# [What you have to do]
Please repeat the lines of the material below exactly, starting with the one that contains "Labeling batch C. For the image above, tag the wicker" and ending with the last.

# [Data provided]

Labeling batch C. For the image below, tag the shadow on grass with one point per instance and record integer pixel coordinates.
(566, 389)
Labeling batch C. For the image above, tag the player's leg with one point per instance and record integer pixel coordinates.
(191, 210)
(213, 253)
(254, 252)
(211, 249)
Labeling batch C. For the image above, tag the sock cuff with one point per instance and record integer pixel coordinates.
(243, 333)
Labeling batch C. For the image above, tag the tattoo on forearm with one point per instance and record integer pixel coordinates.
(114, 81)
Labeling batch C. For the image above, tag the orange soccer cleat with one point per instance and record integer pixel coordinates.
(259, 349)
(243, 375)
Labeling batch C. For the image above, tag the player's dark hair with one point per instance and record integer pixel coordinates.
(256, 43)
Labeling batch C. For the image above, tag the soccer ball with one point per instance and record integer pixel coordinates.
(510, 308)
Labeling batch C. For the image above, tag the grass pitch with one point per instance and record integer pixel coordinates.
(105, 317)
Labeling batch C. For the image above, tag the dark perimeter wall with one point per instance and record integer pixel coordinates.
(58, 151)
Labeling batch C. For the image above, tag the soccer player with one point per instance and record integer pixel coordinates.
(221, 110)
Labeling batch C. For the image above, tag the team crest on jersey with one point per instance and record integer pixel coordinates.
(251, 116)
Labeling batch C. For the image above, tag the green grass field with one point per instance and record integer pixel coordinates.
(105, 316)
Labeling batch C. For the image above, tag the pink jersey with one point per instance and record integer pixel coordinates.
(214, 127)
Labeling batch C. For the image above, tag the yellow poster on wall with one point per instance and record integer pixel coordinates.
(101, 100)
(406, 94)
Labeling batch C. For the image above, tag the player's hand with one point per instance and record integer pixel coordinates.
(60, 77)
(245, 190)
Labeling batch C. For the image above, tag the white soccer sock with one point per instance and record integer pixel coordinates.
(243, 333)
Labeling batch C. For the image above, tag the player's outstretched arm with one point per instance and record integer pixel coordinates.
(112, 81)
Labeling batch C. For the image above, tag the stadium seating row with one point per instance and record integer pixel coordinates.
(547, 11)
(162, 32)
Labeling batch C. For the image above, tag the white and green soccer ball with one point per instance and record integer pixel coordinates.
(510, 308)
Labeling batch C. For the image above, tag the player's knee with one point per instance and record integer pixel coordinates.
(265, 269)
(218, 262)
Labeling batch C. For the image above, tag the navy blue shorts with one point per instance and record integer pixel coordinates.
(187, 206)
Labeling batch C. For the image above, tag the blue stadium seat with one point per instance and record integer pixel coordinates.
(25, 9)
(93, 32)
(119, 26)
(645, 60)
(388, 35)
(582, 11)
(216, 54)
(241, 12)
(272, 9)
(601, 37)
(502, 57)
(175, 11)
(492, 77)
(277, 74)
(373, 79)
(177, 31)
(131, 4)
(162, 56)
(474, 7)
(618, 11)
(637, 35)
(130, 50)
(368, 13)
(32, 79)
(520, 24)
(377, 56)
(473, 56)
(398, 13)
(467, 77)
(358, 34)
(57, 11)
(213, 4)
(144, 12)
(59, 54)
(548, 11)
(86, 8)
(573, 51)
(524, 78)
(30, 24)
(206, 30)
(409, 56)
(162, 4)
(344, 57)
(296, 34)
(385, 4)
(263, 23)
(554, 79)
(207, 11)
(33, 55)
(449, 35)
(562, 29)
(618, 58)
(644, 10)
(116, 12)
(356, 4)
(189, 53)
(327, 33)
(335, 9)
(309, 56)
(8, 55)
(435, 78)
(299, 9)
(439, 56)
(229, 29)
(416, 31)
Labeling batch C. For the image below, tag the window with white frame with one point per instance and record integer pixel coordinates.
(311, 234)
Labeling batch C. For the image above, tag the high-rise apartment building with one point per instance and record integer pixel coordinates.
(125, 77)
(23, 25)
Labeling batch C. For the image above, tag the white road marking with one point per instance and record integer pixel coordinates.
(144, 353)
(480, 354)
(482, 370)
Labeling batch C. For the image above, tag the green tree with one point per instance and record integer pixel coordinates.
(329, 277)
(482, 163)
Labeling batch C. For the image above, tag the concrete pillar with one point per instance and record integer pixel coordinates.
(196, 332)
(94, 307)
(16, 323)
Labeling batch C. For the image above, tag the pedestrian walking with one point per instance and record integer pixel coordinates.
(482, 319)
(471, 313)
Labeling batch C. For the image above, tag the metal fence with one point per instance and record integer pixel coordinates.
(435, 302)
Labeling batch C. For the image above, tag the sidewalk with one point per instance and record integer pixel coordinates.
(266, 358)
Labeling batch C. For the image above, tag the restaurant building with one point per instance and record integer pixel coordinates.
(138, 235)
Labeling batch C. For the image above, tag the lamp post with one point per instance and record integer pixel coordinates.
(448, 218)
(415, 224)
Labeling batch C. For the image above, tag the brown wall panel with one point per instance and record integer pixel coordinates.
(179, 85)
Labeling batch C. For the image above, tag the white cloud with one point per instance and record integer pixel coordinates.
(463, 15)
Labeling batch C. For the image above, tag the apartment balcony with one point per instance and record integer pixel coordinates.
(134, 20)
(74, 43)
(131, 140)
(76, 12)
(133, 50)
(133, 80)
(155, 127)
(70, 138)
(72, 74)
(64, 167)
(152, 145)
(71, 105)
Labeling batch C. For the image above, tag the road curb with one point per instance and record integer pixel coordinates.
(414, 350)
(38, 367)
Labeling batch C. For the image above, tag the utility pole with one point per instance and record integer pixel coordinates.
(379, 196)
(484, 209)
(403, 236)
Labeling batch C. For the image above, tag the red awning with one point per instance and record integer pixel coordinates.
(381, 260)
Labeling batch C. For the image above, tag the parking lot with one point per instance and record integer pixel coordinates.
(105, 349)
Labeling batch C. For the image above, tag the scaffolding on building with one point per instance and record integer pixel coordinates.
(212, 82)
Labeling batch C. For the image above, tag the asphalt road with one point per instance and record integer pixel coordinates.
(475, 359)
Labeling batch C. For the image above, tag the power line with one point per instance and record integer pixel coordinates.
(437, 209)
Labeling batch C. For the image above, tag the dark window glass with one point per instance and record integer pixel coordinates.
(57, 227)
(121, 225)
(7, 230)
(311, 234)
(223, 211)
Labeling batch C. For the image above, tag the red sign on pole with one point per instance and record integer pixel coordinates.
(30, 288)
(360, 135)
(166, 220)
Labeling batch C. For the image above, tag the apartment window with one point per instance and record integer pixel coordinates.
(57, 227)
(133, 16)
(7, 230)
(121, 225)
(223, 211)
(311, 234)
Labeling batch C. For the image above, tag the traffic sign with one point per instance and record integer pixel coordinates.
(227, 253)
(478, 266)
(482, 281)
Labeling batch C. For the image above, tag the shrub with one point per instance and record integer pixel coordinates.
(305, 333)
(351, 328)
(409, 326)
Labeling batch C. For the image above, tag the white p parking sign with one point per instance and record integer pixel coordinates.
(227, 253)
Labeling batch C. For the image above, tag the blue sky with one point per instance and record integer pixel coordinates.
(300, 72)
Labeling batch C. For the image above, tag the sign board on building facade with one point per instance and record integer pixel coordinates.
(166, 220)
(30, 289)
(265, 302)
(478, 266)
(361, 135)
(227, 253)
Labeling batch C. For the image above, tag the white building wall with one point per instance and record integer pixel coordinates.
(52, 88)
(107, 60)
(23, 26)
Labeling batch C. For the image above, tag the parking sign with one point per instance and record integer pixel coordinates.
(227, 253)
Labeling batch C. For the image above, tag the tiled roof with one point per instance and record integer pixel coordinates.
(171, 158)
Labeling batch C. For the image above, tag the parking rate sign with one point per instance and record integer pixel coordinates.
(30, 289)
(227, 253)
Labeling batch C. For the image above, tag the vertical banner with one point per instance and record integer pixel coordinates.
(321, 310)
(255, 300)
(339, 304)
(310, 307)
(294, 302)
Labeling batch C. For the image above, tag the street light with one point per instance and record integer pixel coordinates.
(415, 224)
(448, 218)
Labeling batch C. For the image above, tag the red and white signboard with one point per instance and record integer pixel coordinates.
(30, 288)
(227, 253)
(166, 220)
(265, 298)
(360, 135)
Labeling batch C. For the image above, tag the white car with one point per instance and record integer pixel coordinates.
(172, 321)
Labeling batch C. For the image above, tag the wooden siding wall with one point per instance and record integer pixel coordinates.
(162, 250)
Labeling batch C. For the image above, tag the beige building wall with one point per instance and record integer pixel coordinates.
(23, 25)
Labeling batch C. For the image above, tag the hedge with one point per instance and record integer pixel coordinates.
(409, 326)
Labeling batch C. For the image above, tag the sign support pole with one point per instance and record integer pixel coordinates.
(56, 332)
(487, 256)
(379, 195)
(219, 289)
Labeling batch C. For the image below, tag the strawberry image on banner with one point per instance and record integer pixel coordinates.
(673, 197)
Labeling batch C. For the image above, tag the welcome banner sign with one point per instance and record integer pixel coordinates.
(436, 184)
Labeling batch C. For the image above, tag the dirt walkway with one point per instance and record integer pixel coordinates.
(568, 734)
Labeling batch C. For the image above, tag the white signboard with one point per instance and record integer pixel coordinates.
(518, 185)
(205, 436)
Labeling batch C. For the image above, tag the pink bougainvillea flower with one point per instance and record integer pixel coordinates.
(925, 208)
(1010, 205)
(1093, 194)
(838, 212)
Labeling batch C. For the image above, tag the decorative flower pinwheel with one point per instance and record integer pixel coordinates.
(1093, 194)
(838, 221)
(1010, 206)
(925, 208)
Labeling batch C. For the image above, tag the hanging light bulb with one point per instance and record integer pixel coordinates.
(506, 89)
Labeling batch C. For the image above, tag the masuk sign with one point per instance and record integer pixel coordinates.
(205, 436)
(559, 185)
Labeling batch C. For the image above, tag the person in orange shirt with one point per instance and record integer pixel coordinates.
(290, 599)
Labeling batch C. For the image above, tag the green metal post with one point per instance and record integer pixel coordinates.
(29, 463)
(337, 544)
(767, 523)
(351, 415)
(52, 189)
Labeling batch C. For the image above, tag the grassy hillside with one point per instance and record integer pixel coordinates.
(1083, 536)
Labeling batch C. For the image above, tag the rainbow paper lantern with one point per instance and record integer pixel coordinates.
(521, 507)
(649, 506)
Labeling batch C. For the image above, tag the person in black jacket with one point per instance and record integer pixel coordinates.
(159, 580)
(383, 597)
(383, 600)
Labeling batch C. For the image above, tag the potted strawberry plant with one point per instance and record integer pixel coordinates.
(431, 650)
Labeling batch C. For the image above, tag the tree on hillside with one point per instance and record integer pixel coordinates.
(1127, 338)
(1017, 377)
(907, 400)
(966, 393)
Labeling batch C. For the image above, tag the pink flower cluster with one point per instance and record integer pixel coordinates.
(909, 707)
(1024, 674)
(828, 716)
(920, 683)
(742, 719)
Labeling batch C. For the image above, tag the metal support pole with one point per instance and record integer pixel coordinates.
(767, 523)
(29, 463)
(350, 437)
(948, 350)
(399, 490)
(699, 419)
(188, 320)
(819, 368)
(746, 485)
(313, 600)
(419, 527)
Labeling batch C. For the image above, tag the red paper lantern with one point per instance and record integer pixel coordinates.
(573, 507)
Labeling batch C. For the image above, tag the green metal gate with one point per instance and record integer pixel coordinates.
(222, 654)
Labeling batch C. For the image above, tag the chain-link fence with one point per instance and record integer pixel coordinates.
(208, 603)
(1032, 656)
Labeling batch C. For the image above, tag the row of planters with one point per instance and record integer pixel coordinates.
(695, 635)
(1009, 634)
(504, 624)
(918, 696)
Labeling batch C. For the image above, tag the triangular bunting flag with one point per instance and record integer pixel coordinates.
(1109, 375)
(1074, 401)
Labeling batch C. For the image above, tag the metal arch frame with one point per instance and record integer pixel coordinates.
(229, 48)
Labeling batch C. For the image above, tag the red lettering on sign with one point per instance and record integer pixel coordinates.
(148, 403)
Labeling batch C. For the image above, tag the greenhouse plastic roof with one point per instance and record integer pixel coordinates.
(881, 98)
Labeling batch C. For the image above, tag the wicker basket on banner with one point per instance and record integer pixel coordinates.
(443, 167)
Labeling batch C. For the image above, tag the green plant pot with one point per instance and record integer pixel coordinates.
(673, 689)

# [Response for this exercise]
Labeling batch C. For the image above, tag the wicker basket on banner with one point per instance and record integer pixel coordinates.
(443, 167)
Labeling batch C. For the image above, tag the green plant pot with one point per instance and record integer pixel coordinates.
(673, 689)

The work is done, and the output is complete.